# Longest Possible stay in USA??



## james101 (Apr 22, 2008)

What is the longest possible stay in USA??

I am a British Passport holder. I qualify under the VWP.

My girlfriend wants to study for the next 4 years. Im not really looking to be in USA permanently, so its just a means where we can be together.

What options do I have??

As my chance of actual migration and green card are very slim, due to not being qualified educationally.


Longest possible stay?


----------



## Rachel_Heath (Mar 16, 2008)

James,

Since the Visa Waiver allows a maximum stay of up to 90 days, your best bet would be a B-2 Visa which could potentially allow you to stay for up to a year at a time, although you'd need to show that you have no intent to attempt to migrate. This can be demonstrated by having property and a job in the UK - although I'm guessing from your post that you'll not be employed by anyone in the UK whilst you are in the US which may make things harder. Also you will *not* be allowed to seek employment whilst over here and any attempt to do so (including 'cash-in-hand' or 'under-the table' type of work) could potentially lead to both deportation and a permanent ban from re-entry.

However the B-2 does not guarantee that you'll be able to enter the US on each and every visit - port officials always have the right to deny you access if they think you're staying too long in their opinion or that your intentions are not true.

▸ **Written tasks**:
A) Answer these from the forum thread about staying in the USA:
(i) What kind of passport does james101 hold?
(ii) For how long does his girlfriend want to study?
(iii) What maximum stay does the Visa Waiver allow, according to Rachel_Heath?
B) Continue the forum thread about staying in the USA from its last line.

▸ **Entries**:
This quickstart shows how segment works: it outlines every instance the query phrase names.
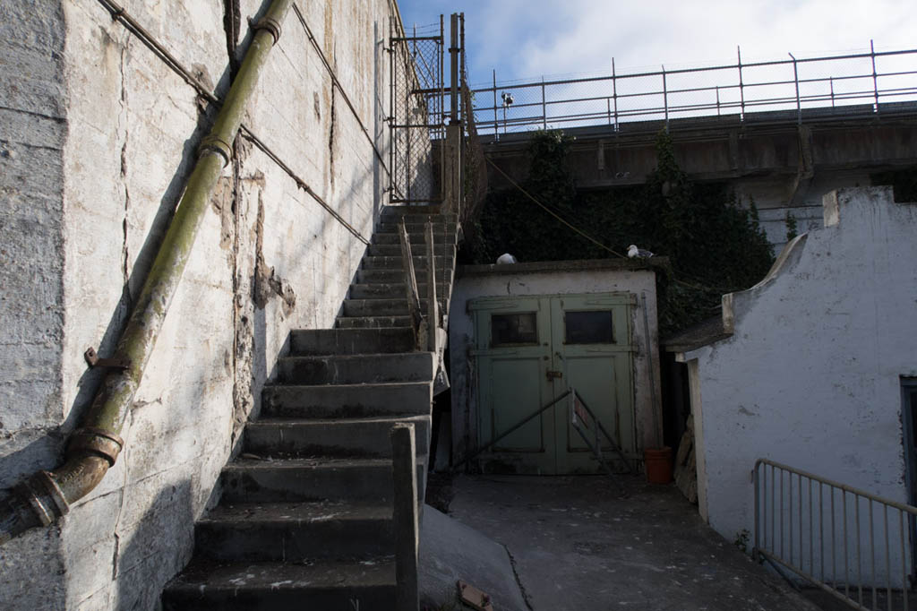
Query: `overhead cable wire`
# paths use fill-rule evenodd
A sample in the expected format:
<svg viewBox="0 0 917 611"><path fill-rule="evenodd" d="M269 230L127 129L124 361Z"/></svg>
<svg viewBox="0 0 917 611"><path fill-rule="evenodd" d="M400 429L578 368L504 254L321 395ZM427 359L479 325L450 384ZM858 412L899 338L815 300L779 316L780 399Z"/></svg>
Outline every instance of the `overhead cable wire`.
<svg viewBox="0 0 917 611"><path fill-rule="evenodd" d="M513 180L512 178L510 178L509 174L507 174L505 172L503 172L503 170L500 169L500 166L498 166L496 163L494 163L493 161L492 161L487 157L484 157L484 159L487 161L488 163L490 163L493 167L494 170L496 170L501 174L503 174L503 178L505 178L507 181L509 181L510 184L512 184L513 186L514 186L516 189L519 189L519 191L522 192L522 194L524 195L525 195L530 200L532 200L536 206L538 206L543 210L545 210L545 212L547 212L547 214L551 215L552 217L554 217L555 218L557 218L558 221L560 221L562 224L564 224L567 227L569 227L569 228L573 229L573 231L575 231L576 233L580 234L581 237L583 237L586 239L588 239L589 241L592 242L593 244L595 244L599 248L603 249L605 250L608 250L609 252L611 252L614 256L620 257L621 259L626 259L627 258L627 257L624 256L623 254L621 254L620 252L618 252L618 251L616 251L616 250L614 250L613 249L608 248L607 246L605 246L604 244L602 244L602 242L600 242L599 240L597 240L595 238L592 238L589 234L587 234L582 229L580 229L580 228L579 228L577 227L574 227L573 225L571 225L570 223L569 223L562 217L560 217L560 215L557 214L556 212L554 212L553 210L551 210L550 208L548 208L547 206L545 206L544 204L542 204L541 202L539 202L537 199L536 199L536 197L532 194L530 194L528 191L525 191L525 189L524 189L522 187L522 185L520 185L514 180Z"/></svg>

▸ **Final results**:
A)
(i) A British passport
(ii) The next 4 years
(iii) Up to 90 days

B)
----------



## Bevdeforges (Nov 16, 2007)

You'll probably also want to take a look at the website for the US Consulate in London Visa Services U.S. Embassy London for their procedures on securing a visa.

All visas these days require an interview at the London Consulate. Depending on where you're located in Britain, it can involve an overnight stay.

As Rachel said, you will need to show "proof" that you will return to the UK - usually in the form of family or financial ties - and that you have the funds available to support yourself while in the US without working.
Cheers,
Bev


----------



## emohit (Apr 15, 2008)

Other option is to marry and come with her on a dependent spouse visa. It may sound too extreme a step, but is workable.

All the best.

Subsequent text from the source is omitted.